TASK ITEM
Collect every line of the listing that contains the string "positive". Case counts.

EXERCISE MATERIALS
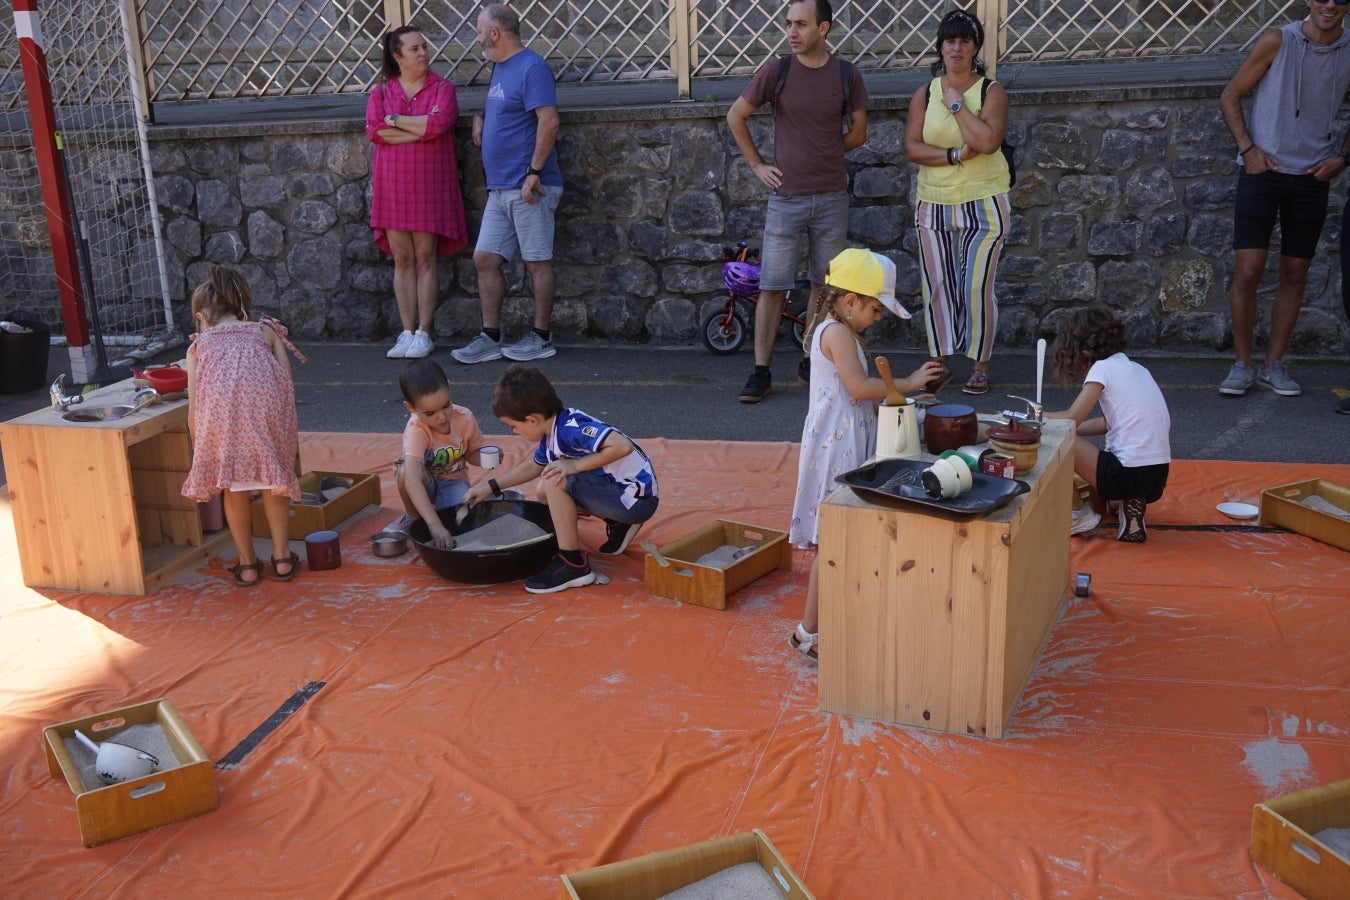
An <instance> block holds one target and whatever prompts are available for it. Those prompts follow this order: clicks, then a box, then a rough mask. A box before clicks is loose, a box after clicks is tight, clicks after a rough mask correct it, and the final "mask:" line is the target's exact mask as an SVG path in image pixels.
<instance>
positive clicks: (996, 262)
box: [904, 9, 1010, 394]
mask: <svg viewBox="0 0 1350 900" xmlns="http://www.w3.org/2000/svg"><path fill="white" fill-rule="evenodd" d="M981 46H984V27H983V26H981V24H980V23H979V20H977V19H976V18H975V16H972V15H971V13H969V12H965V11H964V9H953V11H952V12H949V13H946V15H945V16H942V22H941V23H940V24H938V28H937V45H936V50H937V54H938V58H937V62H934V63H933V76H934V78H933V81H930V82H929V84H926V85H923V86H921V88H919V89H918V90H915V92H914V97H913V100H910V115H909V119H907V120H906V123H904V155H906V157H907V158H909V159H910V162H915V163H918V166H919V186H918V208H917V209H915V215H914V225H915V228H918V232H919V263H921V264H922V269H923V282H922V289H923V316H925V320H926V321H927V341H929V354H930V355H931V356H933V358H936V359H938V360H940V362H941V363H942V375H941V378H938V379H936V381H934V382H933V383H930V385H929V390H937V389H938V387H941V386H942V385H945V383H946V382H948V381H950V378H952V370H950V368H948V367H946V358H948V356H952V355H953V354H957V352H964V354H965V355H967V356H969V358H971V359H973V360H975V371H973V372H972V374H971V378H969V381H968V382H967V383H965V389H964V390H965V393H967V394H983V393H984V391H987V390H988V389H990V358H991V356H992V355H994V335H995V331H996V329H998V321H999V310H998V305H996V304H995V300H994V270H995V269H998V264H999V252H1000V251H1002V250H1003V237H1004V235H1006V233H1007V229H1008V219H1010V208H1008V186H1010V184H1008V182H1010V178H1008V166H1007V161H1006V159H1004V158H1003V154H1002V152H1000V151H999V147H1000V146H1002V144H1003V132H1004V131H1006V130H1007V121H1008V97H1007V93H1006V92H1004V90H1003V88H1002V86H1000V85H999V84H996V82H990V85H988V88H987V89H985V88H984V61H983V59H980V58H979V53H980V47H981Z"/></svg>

...

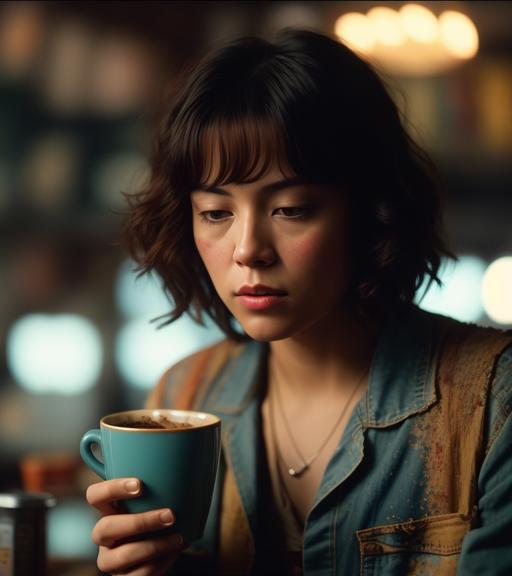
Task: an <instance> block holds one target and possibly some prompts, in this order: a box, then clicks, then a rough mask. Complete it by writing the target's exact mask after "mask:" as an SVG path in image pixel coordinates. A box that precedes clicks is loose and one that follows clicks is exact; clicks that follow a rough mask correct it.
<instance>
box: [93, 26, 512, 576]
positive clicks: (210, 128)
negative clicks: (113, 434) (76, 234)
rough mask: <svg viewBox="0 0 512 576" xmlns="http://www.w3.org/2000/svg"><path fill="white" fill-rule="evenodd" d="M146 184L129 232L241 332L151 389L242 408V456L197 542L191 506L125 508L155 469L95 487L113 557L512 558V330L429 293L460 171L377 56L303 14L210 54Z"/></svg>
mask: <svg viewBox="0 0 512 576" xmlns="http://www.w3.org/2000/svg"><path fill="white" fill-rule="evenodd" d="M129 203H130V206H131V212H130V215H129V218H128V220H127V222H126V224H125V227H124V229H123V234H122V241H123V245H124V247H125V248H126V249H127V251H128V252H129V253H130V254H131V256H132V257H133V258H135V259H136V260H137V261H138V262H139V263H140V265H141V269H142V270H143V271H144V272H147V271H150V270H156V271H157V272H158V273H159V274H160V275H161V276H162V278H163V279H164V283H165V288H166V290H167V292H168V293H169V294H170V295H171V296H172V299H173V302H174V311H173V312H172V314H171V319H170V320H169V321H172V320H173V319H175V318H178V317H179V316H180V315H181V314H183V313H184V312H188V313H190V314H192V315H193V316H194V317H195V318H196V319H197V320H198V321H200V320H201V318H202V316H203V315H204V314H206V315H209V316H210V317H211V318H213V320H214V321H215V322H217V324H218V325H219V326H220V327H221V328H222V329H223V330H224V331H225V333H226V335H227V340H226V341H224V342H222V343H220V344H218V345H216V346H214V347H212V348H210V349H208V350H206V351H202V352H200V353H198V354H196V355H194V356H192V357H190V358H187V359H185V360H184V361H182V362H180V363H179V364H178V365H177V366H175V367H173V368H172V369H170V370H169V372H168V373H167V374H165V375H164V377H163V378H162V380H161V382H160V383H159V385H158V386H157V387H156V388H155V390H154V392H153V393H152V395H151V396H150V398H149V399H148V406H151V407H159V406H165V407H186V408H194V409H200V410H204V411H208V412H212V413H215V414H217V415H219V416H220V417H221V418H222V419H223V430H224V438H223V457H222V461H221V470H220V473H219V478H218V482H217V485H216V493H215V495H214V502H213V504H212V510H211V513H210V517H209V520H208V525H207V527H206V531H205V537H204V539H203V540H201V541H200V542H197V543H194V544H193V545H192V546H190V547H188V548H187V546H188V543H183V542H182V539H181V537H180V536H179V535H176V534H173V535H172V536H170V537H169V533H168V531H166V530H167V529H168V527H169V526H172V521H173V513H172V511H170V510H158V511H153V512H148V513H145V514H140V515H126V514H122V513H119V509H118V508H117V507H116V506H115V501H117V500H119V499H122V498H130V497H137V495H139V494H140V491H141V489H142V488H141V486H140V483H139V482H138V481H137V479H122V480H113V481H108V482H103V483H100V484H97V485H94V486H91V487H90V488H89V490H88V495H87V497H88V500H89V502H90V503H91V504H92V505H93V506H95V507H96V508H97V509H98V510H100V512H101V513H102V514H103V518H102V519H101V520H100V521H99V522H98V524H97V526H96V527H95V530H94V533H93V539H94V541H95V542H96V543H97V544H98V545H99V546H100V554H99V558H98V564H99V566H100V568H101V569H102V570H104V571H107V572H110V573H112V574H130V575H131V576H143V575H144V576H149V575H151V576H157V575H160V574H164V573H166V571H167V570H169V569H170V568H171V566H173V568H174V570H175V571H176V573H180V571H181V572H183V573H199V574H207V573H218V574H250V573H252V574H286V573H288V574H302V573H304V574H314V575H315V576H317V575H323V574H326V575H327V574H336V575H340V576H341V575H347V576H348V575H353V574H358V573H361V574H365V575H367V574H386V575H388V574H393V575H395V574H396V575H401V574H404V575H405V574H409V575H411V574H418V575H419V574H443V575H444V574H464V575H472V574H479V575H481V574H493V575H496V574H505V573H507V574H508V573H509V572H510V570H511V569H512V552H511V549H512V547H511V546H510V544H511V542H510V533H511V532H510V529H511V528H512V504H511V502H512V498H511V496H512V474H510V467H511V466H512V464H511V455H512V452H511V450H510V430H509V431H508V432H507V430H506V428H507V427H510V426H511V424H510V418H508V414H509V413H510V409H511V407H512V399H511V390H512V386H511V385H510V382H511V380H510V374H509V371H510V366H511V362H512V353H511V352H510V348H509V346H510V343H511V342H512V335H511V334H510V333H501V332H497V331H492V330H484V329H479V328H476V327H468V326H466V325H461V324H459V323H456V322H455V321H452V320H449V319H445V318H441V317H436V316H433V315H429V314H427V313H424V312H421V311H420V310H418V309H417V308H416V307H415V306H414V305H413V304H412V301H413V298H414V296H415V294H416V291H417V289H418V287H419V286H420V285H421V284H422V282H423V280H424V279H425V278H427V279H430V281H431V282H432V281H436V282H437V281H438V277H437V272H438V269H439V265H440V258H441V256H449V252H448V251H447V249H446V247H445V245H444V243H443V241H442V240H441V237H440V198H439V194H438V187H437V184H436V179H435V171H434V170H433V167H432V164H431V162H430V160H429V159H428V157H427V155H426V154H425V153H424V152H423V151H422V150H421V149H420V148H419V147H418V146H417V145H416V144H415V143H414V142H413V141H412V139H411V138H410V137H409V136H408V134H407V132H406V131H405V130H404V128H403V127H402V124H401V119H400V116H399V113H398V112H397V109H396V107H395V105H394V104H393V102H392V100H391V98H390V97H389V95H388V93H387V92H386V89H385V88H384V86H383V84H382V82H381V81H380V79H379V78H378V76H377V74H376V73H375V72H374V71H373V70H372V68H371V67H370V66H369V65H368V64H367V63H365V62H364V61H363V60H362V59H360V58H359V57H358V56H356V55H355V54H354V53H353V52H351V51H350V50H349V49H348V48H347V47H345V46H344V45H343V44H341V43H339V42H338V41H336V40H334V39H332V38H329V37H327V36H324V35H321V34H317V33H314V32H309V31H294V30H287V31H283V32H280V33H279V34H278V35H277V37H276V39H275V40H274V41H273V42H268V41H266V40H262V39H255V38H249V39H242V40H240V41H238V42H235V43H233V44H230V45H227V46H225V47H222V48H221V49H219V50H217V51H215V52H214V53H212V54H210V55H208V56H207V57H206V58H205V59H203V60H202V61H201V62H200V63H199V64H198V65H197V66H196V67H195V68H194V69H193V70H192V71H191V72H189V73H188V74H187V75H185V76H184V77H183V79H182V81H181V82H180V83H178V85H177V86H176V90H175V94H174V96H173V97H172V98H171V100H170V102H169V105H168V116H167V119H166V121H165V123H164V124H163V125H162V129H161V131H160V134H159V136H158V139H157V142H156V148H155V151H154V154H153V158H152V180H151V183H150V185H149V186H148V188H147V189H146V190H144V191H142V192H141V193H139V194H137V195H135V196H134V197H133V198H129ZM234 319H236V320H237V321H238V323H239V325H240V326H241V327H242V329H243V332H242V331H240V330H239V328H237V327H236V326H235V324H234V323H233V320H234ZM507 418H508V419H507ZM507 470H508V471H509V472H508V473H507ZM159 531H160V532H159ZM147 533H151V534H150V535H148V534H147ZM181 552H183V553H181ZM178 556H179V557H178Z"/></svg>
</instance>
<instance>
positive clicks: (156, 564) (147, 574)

SOLUTION
positive clicks: (996, 262)
positive clicks: (210, 128)
positive clicks: (156, 564) (147, 574)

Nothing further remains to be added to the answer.